* **INSTRUCTION**:
Which lines in the data below contain the string "chair"? Report each of them in full.

━━ EXTRACTED MATERIAL

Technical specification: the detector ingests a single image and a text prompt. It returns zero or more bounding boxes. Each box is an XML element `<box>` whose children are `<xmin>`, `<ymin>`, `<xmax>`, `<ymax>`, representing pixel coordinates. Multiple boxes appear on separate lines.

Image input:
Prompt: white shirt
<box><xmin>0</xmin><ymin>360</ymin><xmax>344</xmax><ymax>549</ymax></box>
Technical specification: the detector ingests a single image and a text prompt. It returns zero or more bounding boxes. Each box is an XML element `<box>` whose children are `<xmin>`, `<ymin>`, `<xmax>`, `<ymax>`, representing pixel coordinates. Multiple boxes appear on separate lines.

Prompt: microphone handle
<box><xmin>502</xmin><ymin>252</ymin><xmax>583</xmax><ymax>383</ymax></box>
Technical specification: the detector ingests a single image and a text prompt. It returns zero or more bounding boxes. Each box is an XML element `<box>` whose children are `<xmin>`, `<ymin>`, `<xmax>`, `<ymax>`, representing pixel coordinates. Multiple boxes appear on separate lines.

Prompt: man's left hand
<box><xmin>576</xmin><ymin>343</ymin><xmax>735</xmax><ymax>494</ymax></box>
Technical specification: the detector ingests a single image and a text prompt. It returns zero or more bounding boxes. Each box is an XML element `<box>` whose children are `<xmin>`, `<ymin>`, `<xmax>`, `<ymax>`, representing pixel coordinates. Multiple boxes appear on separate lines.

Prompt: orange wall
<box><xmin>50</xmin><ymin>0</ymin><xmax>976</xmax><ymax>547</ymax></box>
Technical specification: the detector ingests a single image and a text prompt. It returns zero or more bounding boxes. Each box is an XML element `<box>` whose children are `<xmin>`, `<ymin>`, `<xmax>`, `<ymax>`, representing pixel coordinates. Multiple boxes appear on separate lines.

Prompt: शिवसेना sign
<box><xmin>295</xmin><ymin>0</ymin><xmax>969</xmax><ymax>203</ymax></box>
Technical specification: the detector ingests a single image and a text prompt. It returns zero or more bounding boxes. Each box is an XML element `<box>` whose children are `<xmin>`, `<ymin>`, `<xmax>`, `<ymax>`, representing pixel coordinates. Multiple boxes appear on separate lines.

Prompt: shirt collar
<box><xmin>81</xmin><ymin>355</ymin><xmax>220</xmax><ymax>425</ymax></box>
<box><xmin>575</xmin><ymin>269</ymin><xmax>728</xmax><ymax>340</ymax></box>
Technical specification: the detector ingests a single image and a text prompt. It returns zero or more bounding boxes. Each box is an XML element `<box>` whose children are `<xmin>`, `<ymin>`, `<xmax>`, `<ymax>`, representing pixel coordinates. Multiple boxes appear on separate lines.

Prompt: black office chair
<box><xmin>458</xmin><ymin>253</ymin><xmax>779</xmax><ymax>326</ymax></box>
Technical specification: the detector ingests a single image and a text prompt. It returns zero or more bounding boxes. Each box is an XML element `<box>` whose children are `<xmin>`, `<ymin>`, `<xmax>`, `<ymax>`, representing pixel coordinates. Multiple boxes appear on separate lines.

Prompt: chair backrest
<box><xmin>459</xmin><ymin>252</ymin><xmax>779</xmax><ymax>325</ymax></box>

━━━━

* **ANSWER**:
Prompt: black office chair
Prompt: chair backrest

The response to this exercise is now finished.